==== Raw data ====

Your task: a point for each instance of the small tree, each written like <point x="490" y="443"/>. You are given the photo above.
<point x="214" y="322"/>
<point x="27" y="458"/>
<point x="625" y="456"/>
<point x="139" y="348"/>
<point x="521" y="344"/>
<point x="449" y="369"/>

====

— What to work on —
Restate the data word for word.

— Your solution —
Your task: a point for each instance of the small tree, each written like <point x="490" y="443"/>. You are given the photo above.
<point x="214" y="322"/>
<point x="27" y="458"/>
<point x="625" y="456"/>
<point x="139" y="348"/>
<point x="521" y="344"/>
<point x="449" y="369"/>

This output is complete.